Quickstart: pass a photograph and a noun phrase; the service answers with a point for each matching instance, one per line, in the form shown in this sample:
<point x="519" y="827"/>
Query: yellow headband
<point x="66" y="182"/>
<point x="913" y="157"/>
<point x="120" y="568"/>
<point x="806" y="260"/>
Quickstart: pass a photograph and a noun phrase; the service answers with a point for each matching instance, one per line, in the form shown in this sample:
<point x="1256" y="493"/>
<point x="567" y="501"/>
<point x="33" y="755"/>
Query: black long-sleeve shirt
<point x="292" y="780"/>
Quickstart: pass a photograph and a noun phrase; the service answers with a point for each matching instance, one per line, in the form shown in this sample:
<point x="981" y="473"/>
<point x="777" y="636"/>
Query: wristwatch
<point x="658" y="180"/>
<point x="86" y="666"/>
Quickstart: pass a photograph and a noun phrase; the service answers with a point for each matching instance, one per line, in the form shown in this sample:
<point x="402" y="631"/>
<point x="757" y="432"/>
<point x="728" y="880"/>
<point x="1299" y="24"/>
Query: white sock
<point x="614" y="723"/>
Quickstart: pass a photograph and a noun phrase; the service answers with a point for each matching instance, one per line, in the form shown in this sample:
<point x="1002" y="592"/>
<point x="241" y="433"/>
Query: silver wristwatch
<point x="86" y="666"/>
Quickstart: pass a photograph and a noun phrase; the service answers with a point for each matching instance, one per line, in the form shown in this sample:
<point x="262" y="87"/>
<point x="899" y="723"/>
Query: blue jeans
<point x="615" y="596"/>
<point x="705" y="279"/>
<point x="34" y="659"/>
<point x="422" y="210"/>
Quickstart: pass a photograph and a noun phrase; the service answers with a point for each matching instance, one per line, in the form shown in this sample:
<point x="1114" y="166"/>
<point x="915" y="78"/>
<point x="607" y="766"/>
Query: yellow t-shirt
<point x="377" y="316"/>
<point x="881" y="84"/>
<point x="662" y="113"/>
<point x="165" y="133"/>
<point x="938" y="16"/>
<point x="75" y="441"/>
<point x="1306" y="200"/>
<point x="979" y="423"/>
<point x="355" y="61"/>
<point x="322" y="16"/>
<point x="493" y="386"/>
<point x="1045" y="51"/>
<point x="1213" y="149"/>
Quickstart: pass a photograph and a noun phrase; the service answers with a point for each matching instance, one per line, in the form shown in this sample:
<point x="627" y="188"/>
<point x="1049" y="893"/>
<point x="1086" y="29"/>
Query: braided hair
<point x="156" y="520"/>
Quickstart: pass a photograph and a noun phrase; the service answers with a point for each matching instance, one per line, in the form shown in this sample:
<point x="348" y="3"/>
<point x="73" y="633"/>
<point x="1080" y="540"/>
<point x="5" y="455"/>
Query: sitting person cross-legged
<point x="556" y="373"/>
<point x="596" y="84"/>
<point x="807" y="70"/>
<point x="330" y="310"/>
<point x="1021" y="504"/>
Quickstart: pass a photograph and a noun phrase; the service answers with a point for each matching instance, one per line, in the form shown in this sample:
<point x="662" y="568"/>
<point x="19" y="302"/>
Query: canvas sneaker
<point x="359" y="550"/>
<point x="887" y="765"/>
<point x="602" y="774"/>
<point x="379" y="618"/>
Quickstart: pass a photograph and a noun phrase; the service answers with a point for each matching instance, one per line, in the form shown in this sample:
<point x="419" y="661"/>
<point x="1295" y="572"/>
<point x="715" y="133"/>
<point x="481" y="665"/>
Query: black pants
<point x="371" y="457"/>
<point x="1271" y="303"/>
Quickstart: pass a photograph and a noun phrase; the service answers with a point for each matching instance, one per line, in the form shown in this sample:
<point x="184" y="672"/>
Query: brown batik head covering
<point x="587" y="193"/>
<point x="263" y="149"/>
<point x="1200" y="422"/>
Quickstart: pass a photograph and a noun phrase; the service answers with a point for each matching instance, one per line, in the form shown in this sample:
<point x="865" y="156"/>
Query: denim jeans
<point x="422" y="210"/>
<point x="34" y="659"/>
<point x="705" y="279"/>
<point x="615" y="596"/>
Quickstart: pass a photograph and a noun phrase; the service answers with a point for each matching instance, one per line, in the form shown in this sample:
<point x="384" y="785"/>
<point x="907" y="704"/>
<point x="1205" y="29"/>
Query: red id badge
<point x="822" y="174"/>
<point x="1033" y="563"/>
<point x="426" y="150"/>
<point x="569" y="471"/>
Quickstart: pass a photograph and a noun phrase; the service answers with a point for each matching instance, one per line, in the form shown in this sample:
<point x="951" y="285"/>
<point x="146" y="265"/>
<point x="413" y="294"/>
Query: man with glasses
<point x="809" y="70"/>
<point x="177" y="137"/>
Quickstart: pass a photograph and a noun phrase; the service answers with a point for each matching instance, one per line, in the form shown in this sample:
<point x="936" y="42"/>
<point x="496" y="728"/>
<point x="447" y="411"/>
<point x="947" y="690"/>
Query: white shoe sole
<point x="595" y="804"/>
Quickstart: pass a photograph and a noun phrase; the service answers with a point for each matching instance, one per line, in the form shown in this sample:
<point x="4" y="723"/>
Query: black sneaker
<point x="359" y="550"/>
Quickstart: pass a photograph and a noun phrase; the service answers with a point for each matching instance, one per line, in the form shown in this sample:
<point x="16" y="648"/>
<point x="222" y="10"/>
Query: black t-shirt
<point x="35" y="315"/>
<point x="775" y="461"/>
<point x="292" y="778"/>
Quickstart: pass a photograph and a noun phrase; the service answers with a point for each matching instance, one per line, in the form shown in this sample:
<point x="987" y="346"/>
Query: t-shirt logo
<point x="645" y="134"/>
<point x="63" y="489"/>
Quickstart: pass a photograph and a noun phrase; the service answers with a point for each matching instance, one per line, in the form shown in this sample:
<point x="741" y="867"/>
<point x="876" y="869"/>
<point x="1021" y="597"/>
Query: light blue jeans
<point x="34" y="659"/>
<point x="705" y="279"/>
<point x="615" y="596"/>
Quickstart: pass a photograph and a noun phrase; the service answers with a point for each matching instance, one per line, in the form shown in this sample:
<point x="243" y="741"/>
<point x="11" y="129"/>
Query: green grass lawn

Exercise requirements:
I'd like the records returned exactly as they were written, please.

Task result:
Quickstart: pass a photograph and a noun phrase; the service answers with a point for each matching instance, one per line, in the form shown in this sample:
<point x="519" y="827"/>
Query: yellow headband
<point x="66" y="182"/>
<point x="913" y="157"/>
<point x="120" y="568"/>
<point x="806" y="260"/>
Quickstart: pass a photograph and a noun phrase; the service answers with a point for each matching instance, one per line, in the form shown in this sample:
<point x="1256" y="493"/>
<point x="567" y="501"/>
<point x="33" y="755"/>
Query: black long-sleeve shirt
<point x="292" y="780"/>
Quickstart: pass a photograph and a noun phrase; the service answers with a point for each matching instance, one per line, in the form shown in this sample:
<point x="981" y="473"/>
<point x="777" y="636"/>
Query: wristwatch
<point x="658" y="180"/>
<point x="86" y="666"/>
Quickstart: pass a photograph and a noun phrase; the service answers with a point for each matching instance, one per line, in the form shown in this sample:
<point x="402" y="631"/>
<point x="757" y="432"/>
<point x="728" y="880"/>
<point x="1299" y="24"/>
Query: white sock
<point x="614" y="723"/>
Quickstart: pass a photograph and a noun phrase; the service answers with a point for each matching instance, one per line, in the form shown in this sample:
<point x="1002" y="592"/>
<point x="241" y="433"/>
Query: silver wristwatch
<point x="86" y="666"/>
Quickstart: pass a photograph and a noun phrase; the service answers with a point for each matching instance, one per line, in the form shown in this sample:
<point x="262" y="87"/>
<point x="899" y="723"/>
Query: blue jeans
<point x="615" y="596"/>
<point x="705" y="279"/>
<point x="34" y="659"/>
<point x="422" y="210"/>
Quickstart: pass a photograph and a noun phrase; the service answers with a point for each matching instance, one per line, in the form shown in this sample:
<point x="1114" y="166"/>
<point x="915" y="78"/>
<point x="607" y="766"/>
Query: yellow t-shirt
<point x="377" y="316"/>
<point x="881" y="84"/>
<point x="662" y="113"/>
<point x="165" y="133"/>
<point x="938" y="16"/>
<point x="75" y="441"/>
<point x="1306" y="200"/>
<point x="979" y="423"/>
<point x="355" y="61"/>
<point x="322" y="16"/>
<point x="493" y="386"/>
<point x="1045" y="51"/>
<point x="1213" y="149"/>
Quickstart: pass a photograph and a noun phrase; the service answers with a point for each matching instance, one per line, in the form shown in this sample:
<point x="627" y="188"/>
<point x="1049" y="893"/>
<point x="1086" y="29"/>
Query: braided hair
<point x="156" y="520"/>
Quickstart: pass a photograph and a noun phrase; the service answers with a point for each matching instance, one per line, in the form shown in this sample:
<point x="348" y="3"/>
<point x="73" y="633"/>
<point x="1080" y="540"/>
<point x="5" y="455"/>
Query: sitting person cross-legged
<point x="556" y="373"/>
<point x="596" y="84"/>
<point x="807" y="70"/>
<point x="330" y="310"/>
<point x="1021" y="504"/>
Quickstart: pass a photograph and a noun phrase; the service answers with a point for each matching instance, one per line, in the form shown in this sample:
<point x="662" y="568"/>
<point x="19" y="302"/>
Query: canvas sneaker
<point x="359" y="550"/>
<point x="887" y="765"/>
<point x="602" y="774"/>
<point x="379" y="618"/>
Quickstart: pass a photograph and a noun phrase; the service answers with a point for each matching instance, one per line, in the form shown in this sample:
<point x="419" y="661"/>
<point x="1295" y="572"/>
<point x="715" y="133"/>
<point x="481" y="665"/>
Query: black pants
<point x="371" y="457"/>
<point x="1271" y="303"/>
Quickstart: pass a photograph and a noun phrase; the service answers with a point for each matching instance, one per line, in the form shown in this sample:
<point x="184" y="672"/>
Query: brown batik head covering
<point x="587" y="193"/>
<point x="263" y="149"/>
<point x="1200" y="422"/>
Quickstart: pass a photograph and a noun phrase; the service answers with a point for each matching instance, one per line, in the form shown in this sample:
<point x="865" y="156"/>
Query: denim jeans
<point x="422" y="210"/>
<point x="34" y="659"/>
<point x="705" y="279"/>
<point x="615" y="596"/>
Quickstart: pass a photograph and a noun phrase; the service answers with a point for each matching instance, one per line, in the form shown in this sample:
<point x="384" y="785"/>
<point x="907" y="704"/>
<point x="1205" y="29"/>
Query: red id badge
<point x="822" y="174"/>
<point x="1033" y="563"/>
<point x="426" y="150"/>
<point x="569" y="471"/>
Quickstart: pass a photograph and a noun phrase; the service answers with a point for each matching instance, one per line, in the form shown in this sample:
<point x="951" y="285"/>
<point x="146" y="265"/>
<point x="413" y="294"/>
Query: man with glasses
<point x="809" y="70"/>
<point x="177" y="137"/>
Quickstart: pass a photograph and a noun phrase; the service answers with a point for each matching instance, one per line, in the form shown in this sample:
<point x="936" y="42"/>
<point x="496" y="728"/>
<point x="447" y="411"/>
<point x="947" y="690"/>
Query: white shoe sole
<point x="595" y="804"/>
Quickstart: pass a photograph and a noun phrase; the service answers with a point for each matching instance, one per line, in the form shown in this sample:
<point x="4" y="723"/>
Query: black sneaker
<point x="359" y="550"/>
Quickstart: pass a photograph and a noun phrase; the service answers with a point for each matching instance, one per line, in the form shown in this sample:
<point x="16" y="648"/>
<point x="222" y="10"/>
Query: black t-shirt
<point x="35" y="315"/>
<point x="775" y="461"/>
<point x="292" y="778"/>
Quickstart: pass a photograph and a noun phrase; the service answers with a point for each matching instance, one per line, in the form shown in this sample:
<point x="987" y="346"/>
Query: t-shirt logo
<point x="645" y="134"/>
<point x="63" y="489"/>
Quickstart: pass a photograph and a noun phrase; the service answers with a point for each matching instance, one per line, in the form shown in this sample:
<point x="741" y="867"/>
<point x="876" y="869"/>
<point x="1021" y="597"/>
Query: light blue jeans
<point x="34" y="659"/>
<point x="705" y="279"/>
<point x="615" y="596"/>
Quickstart: pass a photograph and a noun phrase; the service answers with a point for each matching instance, one per line, in the form shown in this sample:
<point x="243" y="741"/>
<point x="11" y="129"/>
Query: green grass lawn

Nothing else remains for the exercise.